Dataset records
============
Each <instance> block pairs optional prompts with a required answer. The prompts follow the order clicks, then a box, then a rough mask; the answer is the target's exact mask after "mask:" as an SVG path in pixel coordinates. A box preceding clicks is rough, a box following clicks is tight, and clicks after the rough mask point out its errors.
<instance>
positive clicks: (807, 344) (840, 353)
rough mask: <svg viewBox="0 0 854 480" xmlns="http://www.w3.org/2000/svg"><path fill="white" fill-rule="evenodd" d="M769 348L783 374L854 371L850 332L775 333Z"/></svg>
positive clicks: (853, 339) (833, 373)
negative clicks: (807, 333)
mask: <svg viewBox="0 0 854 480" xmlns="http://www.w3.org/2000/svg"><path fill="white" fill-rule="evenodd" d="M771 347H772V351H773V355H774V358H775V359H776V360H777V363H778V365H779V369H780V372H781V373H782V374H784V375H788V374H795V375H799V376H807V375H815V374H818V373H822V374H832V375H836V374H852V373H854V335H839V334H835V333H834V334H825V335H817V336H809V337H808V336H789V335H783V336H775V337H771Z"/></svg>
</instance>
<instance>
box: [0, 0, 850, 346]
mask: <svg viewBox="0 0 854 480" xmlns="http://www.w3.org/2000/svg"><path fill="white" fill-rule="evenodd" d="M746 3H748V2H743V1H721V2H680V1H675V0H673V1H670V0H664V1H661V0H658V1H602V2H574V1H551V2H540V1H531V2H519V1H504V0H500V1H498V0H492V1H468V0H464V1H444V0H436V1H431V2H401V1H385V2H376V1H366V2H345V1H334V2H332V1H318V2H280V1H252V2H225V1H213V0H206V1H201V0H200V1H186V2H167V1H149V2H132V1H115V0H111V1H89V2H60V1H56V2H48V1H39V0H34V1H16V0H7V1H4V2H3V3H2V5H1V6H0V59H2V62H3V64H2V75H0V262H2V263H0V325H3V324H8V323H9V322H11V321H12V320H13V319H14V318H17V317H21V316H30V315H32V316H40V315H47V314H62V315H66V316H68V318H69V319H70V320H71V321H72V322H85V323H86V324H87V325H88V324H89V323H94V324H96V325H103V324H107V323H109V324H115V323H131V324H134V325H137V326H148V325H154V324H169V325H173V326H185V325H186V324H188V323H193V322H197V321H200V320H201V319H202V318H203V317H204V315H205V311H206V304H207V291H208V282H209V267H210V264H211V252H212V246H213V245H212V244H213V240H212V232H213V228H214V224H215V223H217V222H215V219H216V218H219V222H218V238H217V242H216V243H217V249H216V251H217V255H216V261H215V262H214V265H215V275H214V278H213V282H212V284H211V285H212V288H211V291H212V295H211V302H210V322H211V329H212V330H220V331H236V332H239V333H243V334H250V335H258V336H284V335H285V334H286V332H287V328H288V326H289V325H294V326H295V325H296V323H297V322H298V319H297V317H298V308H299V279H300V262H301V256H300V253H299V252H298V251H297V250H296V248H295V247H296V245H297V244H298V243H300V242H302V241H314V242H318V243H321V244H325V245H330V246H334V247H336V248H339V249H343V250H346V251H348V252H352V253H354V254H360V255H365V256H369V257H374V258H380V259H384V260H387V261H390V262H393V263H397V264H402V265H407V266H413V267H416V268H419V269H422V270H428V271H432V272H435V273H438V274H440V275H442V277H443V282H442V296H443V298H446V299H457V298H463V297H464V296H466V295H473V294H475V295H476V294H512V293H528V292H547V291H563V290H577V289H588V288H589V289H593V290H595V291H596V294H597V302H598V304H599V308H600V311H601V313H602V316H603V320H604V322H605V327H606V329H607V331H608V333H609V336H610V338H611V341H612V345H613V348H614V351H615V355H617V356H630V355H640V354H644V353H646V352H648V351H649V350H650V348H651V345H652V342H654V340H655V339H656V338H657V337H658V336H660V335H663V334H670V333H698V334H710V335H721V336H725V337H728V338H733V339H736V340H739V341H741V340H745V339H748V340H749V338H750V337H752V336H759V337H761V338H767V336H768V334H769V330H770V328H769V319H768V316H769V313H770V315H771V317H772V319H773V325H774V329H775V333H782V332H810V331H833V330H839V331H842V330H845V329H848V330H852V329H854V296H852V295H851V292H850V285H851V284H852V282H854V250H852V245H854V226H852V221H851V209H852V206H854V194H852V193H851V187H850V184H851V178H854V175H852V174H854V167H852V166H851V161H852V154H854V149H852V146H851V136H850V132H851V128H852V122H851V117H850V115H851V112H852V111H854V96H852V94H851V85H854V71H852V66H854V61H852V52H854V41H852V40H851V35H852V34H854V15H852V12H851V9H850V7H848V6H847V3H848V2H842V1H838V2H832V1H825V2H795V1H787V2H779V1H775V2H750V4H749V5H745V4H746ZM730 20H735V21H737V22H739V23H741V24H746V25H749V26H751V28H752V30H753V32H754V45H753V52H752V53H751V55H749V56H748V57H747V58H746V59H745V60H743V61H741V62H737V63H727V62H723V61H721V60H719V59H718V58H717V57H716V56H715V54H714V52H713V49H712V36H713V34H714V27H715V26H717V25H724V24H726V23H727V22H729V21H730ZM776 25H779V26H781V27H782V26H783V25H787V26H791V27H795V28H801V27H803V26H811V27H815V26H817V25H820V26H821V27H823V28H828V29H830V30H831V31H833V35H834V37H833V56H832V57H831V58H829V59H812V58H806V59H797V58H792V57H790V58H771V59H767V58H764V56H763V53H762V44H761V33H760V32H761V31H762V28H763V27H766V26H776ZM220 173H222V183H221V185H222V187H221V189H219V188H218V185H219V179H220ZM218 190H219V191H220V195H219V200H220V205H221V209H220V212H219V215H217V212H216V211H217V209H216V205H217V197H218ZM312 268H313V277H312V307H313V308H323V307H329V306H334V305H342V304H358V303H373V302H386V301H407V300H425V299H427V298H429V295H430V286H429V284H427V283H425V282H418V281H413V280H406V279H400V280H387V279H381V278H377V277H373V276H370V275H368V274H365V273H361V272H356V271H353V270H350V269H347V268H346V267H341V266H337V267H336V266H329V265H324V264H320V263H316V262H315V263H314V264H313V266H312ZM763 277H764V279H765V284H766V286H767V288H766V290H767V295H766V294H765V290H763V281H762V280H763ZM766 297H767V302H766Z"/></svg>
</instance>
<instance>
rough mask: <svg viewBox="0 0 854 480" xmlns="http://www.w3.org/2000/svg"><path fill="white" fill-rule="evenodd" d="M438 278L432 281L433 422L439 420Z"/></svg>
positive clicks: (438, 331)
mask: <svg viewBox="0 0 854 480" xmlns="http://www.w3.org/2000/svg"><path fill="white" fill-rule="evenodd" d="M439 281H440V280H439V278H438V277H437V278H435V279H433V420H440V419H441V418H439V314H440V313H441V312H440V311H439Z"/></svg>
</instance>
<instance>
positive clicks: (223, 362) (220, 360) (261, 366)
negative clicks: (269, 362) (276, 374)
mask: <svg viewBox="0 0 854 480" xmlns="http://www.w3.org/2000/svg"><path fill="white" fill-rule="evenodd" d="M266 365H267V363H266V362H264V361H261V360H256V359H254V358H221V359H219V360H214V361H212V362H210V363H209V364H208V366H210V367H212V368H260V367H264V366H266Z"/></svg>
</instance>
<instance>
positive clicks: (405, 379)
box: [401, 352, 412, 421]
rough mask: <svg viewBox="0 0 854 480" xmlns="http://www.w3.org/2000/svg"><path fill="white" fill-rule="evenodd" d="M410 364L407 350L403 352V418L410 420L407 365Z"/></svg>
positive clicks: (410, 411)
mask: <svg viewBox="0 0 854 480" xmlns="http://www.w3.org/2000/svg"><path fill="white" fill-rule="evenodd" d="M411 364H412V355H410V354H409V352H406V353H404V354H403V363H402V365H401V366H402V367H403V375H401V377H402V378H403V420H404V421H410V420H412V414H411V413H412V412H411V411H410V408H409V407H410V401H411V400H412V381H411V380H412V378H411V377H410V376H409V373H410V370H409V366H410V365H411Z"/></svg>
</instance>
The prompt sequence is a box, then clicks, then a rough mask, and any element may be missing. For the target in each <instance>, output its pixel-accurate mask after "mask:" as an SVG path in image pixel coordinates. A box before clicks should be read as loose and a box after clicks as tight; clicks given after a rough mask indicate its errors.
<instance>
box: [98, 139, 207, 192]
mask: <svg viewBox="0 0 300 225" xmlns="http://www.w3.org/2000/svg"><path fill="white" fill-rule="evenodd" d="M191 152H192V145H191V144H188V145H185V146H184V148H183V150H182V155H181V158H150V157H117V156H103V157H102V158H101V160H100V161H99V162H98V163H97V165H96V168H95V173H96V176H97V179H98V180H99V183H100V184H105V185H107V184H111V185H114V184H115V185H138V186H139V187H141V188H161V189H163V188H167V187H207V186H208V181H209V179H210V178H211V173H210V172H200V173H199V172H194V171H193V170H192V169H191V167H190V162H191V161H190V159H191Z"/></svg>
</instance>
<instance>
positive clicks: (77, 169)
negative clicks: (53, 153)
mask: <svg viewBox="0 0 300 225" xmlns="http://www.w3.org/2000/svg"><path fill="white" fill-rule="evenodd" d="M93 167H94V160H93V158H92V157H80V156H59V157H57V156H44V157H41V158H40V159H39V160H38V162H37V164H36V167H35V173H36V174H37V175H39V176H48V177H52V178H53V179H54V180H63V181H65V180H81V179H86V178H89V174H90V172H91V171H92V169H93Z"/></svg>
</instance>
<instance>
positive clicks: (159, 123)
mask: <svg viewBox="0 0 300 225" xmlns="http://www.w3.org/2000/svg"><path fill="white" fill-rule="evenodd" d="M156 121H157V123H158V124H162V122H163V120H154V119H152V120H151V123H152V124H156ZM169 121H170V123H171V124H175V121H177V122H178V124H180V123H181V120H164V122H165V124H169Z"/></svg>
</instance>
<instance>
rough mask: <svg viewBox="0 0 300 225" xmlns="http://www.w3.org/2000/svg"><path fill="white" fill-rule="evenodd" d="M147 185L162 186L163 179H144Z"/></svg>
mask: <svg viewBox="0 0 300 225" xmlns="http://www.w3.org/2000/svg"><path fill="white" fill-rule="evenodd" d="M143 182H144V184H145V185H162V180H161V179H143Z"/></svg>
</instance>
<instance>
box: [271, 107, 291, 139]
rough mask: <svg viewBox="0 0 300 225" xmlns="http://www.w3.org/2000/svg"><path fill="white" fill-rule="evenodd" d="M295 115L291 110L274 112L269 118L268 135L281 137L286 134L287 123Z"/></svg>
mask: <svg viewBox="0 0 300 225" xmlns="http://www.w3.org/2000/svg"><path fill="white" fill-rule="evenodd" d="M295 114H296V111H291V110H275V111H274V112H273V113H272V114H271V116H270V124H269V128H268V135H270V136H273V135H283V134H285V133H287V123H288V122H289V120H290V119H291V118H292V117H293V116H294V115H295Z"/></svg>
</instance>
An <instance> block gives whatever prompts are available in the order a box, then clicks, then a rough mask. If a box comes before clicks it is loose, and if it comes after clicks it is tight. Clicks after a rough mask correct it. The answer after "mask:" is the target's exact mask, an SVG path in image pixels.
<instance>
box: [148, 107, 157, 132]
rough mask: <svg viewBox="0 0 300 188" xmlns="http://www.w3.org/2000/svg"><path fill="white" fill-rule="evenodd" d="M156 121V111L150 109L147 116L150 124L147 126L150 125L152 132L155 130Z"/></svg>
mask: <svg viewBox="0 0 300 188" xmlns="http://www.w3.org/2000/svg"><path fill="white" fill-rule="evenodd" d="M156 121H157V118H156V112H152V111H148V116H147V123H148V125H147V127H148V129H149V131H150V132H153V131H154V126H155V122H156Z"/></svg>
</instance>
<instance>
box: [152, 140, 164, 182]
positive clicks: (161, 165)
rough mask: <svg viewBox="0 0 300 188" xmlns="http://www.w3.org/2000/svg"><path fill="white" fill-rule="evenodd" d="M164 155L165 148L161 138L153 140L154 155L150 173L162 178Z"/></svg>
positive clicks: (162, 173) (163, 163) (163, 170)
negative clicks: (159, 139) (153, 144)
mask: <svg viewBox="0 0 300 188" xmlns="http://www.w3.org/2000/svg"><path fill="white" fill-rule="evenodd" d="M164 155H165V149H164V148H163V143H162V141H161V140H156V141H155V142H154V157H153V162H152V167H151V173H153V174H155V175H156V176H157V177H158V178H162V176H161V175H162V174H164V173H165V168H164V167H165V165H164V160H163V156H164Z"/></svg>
============
Update the records from their first line through the line containing "positive clicks: (853, 339) (833, 373)", replacing every "rough mask" with "coarse mask" and leaving all else unchanged.

Each <instance> block pairs optional prompts with a required answer. The prompts follow the order clicks, then a box, then a coarse mask; the answer is the target's exact mask after "mask:" as an SVG path in pixel coordinates. A box preceding clicks is rough, a box following clicks is tight, and clicks after the coarse mask point out its errors.
<instance>
positive clicks: (807, 344) (840, 353)
coarse mask: <svg viewBox="0 0 854 480" xmlns="http://www.w3.org/2000/svg"><path fill="white" fill-rule="evenodd" d="M769 348L783 374L854 371L850 332L775 333Z"/></svg>
positive clicks: (853, 339) (833, 373)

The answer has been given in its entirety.